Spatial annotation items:
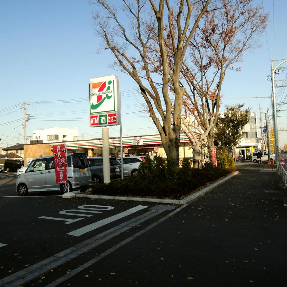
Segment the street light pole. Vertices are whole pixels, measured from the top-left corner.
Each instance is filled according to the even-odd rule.
[[[274,69],[273,67],[273,62],[276,61],[282,61]],[[276,169],[277,174],[279,175],[280,174],[279,168],[279,160],[280,159],[279,146],[278,144],[278,128],[277,125],[277,112],[276,110],[276,94],[275,92],[275,80],[274,79],[275,72],[277,68],[280,65],[287,62],[287,59],[284,61],[282,60],[276,60],[271,59],[271,79],[272,81],[272,98],[273,102],[273,116],[274,123],[274,151],[275,152],[275,158],[276,162]]]

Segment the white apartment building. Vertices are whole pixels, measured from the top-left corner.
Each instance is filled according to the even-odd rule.
[[[51,127],[33,131],[34,143],[57,143],[78,140],[78,130],[76,128]]]
[[[247,158],[256,149],[257,144],[257,116],[254,112],[251,112],[250,119],[244,126],[242,131],[243,137],[240,142],[233,149],[234,157],[244,156]]]

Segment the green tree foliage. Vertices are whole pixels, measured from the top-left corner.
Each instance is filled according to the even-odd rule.
[[[242,110],[244,104],[229,106],[218,118],[214,137],[214,145],[219,148],[231,148],[238,144],[242,137],[242,131],[250,118],[251,108]]]

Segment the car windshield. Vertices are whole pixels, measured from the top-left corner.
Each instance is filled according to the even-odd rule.
[[[110,158],[110,165],[119,165],[121,164],[116,158]]]
[[[86,155],[81,154],[73,154],[71,155],[73,158],[73,167],[75,167],[77,168],[86,168],[89,167],[89,162],[88,161],[88,157]],[[68,166],[70,166],[70,158],[69,157],[68,157]]]

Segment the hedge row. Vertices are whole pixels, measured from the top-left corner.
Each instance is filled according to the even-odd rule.
[[[152,197],[179,199],[200,187],[218,180],[235,170],[235,166],[223,168],[210,166],[192,168],[187,159],[178,171],[160,157],[149,158],[141,163],[135,176],[93,186],[94,194],[113,196]]]

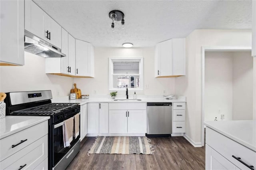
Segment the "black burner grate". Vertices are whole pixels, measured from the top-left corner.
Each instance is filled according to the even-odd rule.
[[[54,114],[64,111],[74,106],[77,103],[54,103],[36,106],[14,112],[14,113],[20,114],[43,113]]]

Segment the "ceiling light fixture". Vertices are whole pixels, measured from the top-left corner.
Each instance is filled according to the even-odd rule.
[[[130,43],[125,43],[123,44],[123,47],[125,48],[130,48],[133,46],[133,44]]]
[[[111,28],[112,28],[112,31],[115,31],[114,28],[115,27],[115,23],[117,21],[122,21],[122,28],[124,28],[124,14],[122,11],[118,10],[113,10],[110,11],[108,14],[108,16],[112,20],[112,24],[111,24]]]

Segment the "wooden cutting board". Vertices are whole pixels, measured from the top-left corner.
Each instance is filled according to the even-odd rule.
[[[3,101],[6,97],[6,94],[4,93],[0,93],[0,101]]]
[[[82,98],[81,90],[76,88],[76,84],[74,83],[74,86],[75,88],[70,90],[70,93],[76,93],[76,99],[81,99]]]

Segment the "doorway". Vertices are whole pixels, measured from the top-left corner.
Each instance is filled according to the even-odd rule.
[[[218,121],[221,121],[221,115],[224,115],[223,120],[233,120],[232,111],[233,109],[237,109],[236,107],[239,106],[236,104],[238,101],[238,103],[239,101],[236,96],[239,95],[240,91],[238,91],[237,89],[241,88],[241,85],[239,84],[242,85],[242,83],[241,83],[240,81],[241,79],[240,78],[242,77],[242,74],[240,74],[239,71],[237,71],[239,69],[237,69],[239,67],[239,62],[242,61],[242,60],[241,60],[241,57],[240,57],[238,56],[241,55],[242,53],[244,55],[247,53],[246,55],[248,55],[251,51],[251,47],[202,47],[201,142],[203,146],[204,145],[204,122],[205,119],[206,121],[214,121],[215,117],[217,117]],[[237,53],[236,53],[236,52]],[[215,58],[214,55],[217,57]],[[232,58],[232,57],[234,57]],[[235,57],[236,59],[234,59]],[[250,59],[252,59],[252,63],[253,63],[252,57],[250,57]],[[206,62],[207,62],[206,64]],[[206,68],[206,66],[207,66],[208,67]],[[234,76],[233,75],[234,75]],[[206,77],[206,75],[207,76],[207,77]],[[240,78],[238,79],[238,80],[237,81],[236,80],[237,79],[237,77],[239,77]],[[253,87],[252,83],[253,78],[253,76],[252,75],[250,79],[252,81],[251,84],[252,88]],[[214,81],[215,81],[215,83]],[[209,85],[210,85],[209,86]],[[206,85],[207,86],[206,87]],[[208,91],[211,91],[211,92],[208,93]],[[233,95],[234,91],[236,93]],[[206,94],[206,92],[207,92],[207,94]],[[241,93],[242,93],[242,92]],[[252,95],[252,91],[251,94]],[[233,97],[235,97],[234,100],[233,100]],[[214,101],[217,101],[214,105],[208,104],[209,102],[213,102]],[[251,101],[252,102],[252,98]],[[251,116],[252,117],[253,106],[252,104],[251,105]],[[206,111],[210,113],[209,114],[206,114]],[[236,115],[234,117],[235,117],[236,120],[241,119]]]

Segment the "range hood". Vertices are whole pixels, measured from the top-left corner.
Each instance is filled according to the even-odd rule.
[[[25,51],[45,58],[66,57],[61,53],[61,49],[25,31],[24,47]]]

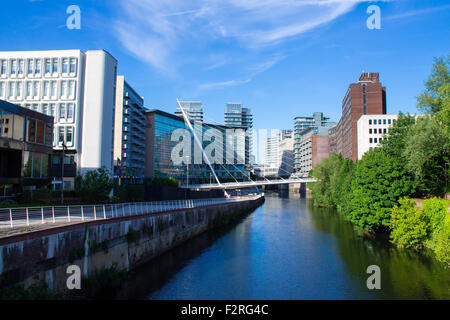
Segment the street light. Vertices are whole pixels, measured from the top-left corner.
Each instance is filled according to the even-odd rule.
[[[61,161],[61,205],[64,204],[64,151],[67,149],[64,139],[62,140],[61,146],[63,148],[62,161]]]

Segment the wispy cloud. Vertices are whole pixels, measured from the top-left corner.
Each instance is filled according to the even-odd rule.
[[[120,15],[114,25],[129,52],[161,72],[173,73],[188,57],[208,63],[207,55],[218,43],[220,47],[229,48],[231,44],[252,52],[268,50],[331,23],[358,3],[368,1],[127,0],[120,2]],[[209,62],[202,69],[213,70],[223,66],[224,61],[227,59]],[[267,70],[278,61],[268,59],[255,65],[255,71]],[[252,76],[250,72],[249,78]],[[235,83],[217,82],[216,87]]]
[[[450,4],[443,5],[443,6],[438,6],[438,7],[431,7],[431,8],[418,9],[418,10],[411,10],[411,11],[403,12],[403,13],[400,13],[400,14],[387,16],[384,19],[386,19],[386,20],[397,20],[397,19],[414,17],[414,16],[424,15],[424,14],[432,13],[432,12],[435,12],[435,11],[442,11],[442,10],[447,10],[447,9],[450,9]]]

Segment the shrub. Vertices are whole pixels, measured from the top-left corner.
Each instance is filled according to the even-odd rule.
[[[404,198],[398,202],[399,205],[391,210],[391,240],[399,248],[420,250],[427,238],[427,217],[413,199]]]

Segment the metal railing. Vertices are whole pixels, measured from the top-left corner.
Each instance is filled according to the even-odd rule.
[[[0,228],[30,226],[57,222],[82,222],[197,208],[221,203],[254,200],[262,195],[234,198],[169,200],[117,204],[0,208]]]

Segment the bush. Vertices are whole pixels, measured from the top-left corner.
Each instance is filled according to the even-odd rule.
[[[359,228],[387,231],[391,208],[414,190],[413,177],[398,159],[381,148],[370,150],[356,164],[344,214]]]
[[[427,217],[413,199],[400,199],[392,208],[391,240],[399,248],[420,250],[427,238]]]

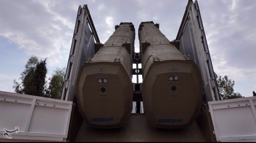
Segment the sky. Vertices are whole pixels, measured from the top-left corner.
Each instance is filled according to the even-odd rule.
[[[253,91],[256,91],[256,1],[198,1],[214,71],[235,81],[235,92],[252,96]],[[47,58],[47,79],[57,67],[66,67],[79,5],[88,5],[103,43],[114,31],[115,25],[132,22],[135,52],[138,52],[141,22],[159,23],[162,32],[173,40],[187,3],[187,0],[0,0],[0,91],[14,92],[13,80],[20,82],[20,73],[32,55]]]

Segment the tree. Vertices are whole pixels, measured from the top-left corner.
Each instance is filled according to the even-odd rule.
[[[49,87],[46,93],[47,96],[51,98],[60,99],[64,84],[64,80],[66,73],[66,68],[57,68],[54,71],[50,80]]]
[[[227,76],[223,77],[221,76],[218,77],[214,73],[216,82],[219,90],[220,97],[222,99],[232,99],[243,97],[238,92],[234,92],[234,81],[228,79]]]
[[[47,72],[46,60],[41,60],[33,55],[25,66],[24,71],[20,74],[21,84],[14,80],[13,88],[16,93],[44,96],[44,85]]]
[[[36,71],[33,77],[32,82],[35,88],[36,95],[41,97],[45,96],[44,85],[46,83],[45,78],[47,73],[46,60],[46,59],[44,61],[41,60],[40,62],[37,65]]]

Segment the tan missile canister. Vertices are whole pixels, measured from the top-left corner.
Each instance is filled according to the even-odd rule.
[[[185,127],[201,105],[202,77],[195,62],[170,44],[159,26],[142,22],[139,29],[144,111],[153,126]]]
[[[76,83],[80,112],[97,128],[123,126],[132,110],[134,26],[121,22],[115,29],[104,45],[95,44],[95,55],[86,60]]]

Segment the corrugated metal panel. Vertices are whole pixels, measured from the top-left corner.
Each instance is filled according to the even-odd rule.
[[[72,102],[0,91],[0,141],[65,141]],[[19,127],[17,133],[8,131]]]
[[[217,141],[256,141],[256,97],[208,104]]]
[[[176,38],[179,50],[189,54],[200,69],[206,101],[220,100],[213,68],[197,1],[189,1]],[[206,102],[206,101],[205,101]]]

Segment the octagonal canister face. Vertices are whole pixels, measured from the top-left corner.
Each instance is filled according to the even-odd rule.
[[[120,63],[96,63],[83,65],[78,76],[79,110],[87,123],[92,127],[123,126],[132,109],[130,78]],[[101,83],[99,79],[102,79]],[[107,80],[105,83],[104,80]]]
[[[193,61],[173,60],[155,62],[150,66],[143,81],[143,99],[152,125],[171,128],[191,125],[202,95],[202,82],[196,65]],[[175,77],[177,80],[169,78]]]

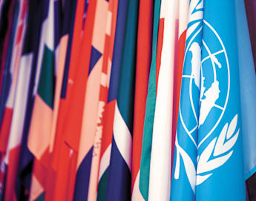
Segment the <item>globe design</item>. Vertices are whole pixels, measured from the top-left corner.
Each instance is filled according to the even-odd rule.
[[[184,66],[190,67],[183,70],[183,85],[186,93],[181,96],[184,101],[190,102],[190,107],[180,108],[184,130],[197,147],[220,122],[229,99],[230,83],[229,60],[222,40],[207,22],[203,21],[203,35],[211,35],[211,37],[201,39],[201,26],[187,38]],[[200,139],[193,134],[197,128],[203,131]]]

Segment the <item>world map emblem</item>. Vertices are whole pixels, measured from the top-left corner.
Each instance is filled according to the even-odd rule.
[[[177,179],[182,159],[194,192],[196,185],[206,181],[230,158],[239,134],[237,115],[224,127],[218,126],[230,90],[224,44],[209,23],[203,19],[195,22],[188,24],[194,27],[186,38],[180,95],[185,104],[180,103],[179,108],[174,171]],[[202,37],[204,34],[208,37]]]

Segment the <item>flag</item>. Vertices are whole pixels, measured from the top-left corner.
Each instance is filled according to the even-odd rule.
[[[105,53],[105,32],[108,22],[108,8],[110,2],[98,0],[93,11],[94,23],[87,30],[92,30],[92,41],[90,45],[91,59],[85,98],[82,125],[78,153],[77,173],[74,200],[96,200],[98,162],[96,140],[99,140],[97,128],[98,116],[102,111],[101,102],[102,87],[108,79],[103,70],[108,71],[108,63],[104,63]],[[91,6],[89,4],[89,6]],[[88,13],[89,15],[89,13]],[[92,20],[88,18],[87,20]],[[86,26],[86,24],[85,24]],[[87,30],[85,30],[85,31]],[[103,69],[104,68],[104,69]],[[100,134],[99,134],[100,135]]]
[[[0,152],[4,154],[8,143],[10,123],[13,111],[13,101],[16,93],[17,76],[19,72],[19,61],[22,50],[24,33],[26,28],[26,14],[27,10],[27,1],[16,3],[16,26],[13,25],[13,50],[9,52],[9,62],[6,62],[6,85],[3,85],[2,99],[1,108],[4,110],[0,129]],[[1,122],[1,121],[0,121]]]
[[[190,1],[170,200],[195,200],[203,9]]]
[[[178,39],[177,1],[162,1],[160,19],[163,19],[163,36],[157,82],[148,200],[166,200],[170,197],[174,69]]]
[[[173,104],[173,121],[172,121],[172,135],[171,135],[171,168],[174,156],[175,137],[177,131],[177,123],[178,119],[180,94],[181,88],[181,79],[183,75],[184,52],[186,45],[186,33],[188,24],[189,1],[183,0],[179,1],[179,31],[177,42],[177,53],[174,58],[174,104]]]
[[[76,189],[77,156],[82,129],[88,74],[90,70],[93,33],[91,27],[94,23],[96,4],[96,1],[89,4],[87,10],[85,9],[85,1],[78,1],[70,66],[68,72],[64,73],[61,97],[63,99],[65,98],[65,101],[62,102],[62,105],[60,102],[58,118],[58,123],[60,124],[56,128],[59,136],[56,136],[56,138],[59,137],[59,139],[56,139],[59,141],[56,140],[53,150],[53,152],[58,151],[53,159],[56,168],[53,199],[58,200],[72,200]],[[83,26],[85,12],[87,13]],[[67,79],[65,76],[68,76]],[[63,191],[65,193],[63,194]]]
[[[40,39],[40,29],[44,18],[42,18],[42,10],[40,13],[36,10],[42,7],[42,1],[29,1],[29,10],[27,22],[27,30],[25,33],[25,41],[23,53],[24,56],[31,53],[32,65],[31,73],[29,82],[29,91],[26,103],[26,112],[21,142],[21,151],[19,155],[18,173],[16,181],[16,192],[17,198],[20,200],[28,199],[30,187],[30,179],[32,174],[33,155],[29,151],[27,145],[27,139],[30,123],[32,109],[33,105],[33,88],[34,79],[36,71],[36,63],[38,56],[38,47]],[[36,17],[35,15],[36,13]],[[28,63],[29,64],[29,63]]]
[[[116,30],[112,54],[111,73],[108,100],[103,113],[103,130],[99,155],[97,200],[105,200],[112,146],[114,115],[117,98],[118,83],[123,47],[128,1],[116,1]]]
[[[162,48],[163,22],[160,21],[161,1],[154,1],[152,56],[148,78],[148,96],[146,100],[139,188],[144,199],[148,200],[149,170],[151,154],[154,116],[156,104],[157,68],[160,66],[160,53]]]
[[[256,171],[256,154],[254,151],[256,136],[255,134],[255,128],[253,119],[256,118],[256,110],[252,106],[254,105],[254,102],[256,101],[256,93],[254,90],[254,86],[256,85],[256,76],[245,5],[243,1],[235,1],[235,11],[237,30],[244,175],[245,179],[246,179],[249,199],[249,200],[254,200],[256,199],[254,194],[255,189],[254,182],[255,178],[252,175],[255,175],[255,173]],[[249,22],[250,21],[249,20]]]
[[[248,28],[250,35],[252,56],[254,59],[255,66],[256,66],[256,2],[255,1],[245,0],[246,11],[248,21]]]
[[[48,148],[52,128],[55,88],[55,50],[59,42],[56,13],[59,1],[45,1],[45,16],[42,25],[36,80],[33,86],[33,108],[30,125],[27,148],[34,156],[30,199],[43,197],[46,171],[49,163]]]
[[[128,3],[106,200],[131,200],[138,6],[139,1],[137,0],[131,0]]]
[[[154,1],[140,1],[139,7],[137,68],[131,163],[131,200],[142,200],[139,189],[141,150],[152,43]]]
[[[203,12],[196,197],[246,200],[235,1]]]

Task goal
Can you reproduce everything from the line with "Segment the corrugated" to the line with "[[[217,141],[256,141],[256,97],[208,104]]]", adding 116 to every coordinate in the answers and leaving the other lines unchanged?

Answer below
Segment the corrugated metal panel. Vertices are whole pixels, measured from the top-left corner.
Each instance is filled according to the even-odd rule.
[[[188,218],[116,207],[116,257],[181,257]],[[135,243],[133,249],[124,247]]]
[[[333,257],[372,257],[372,213],[324,220]]]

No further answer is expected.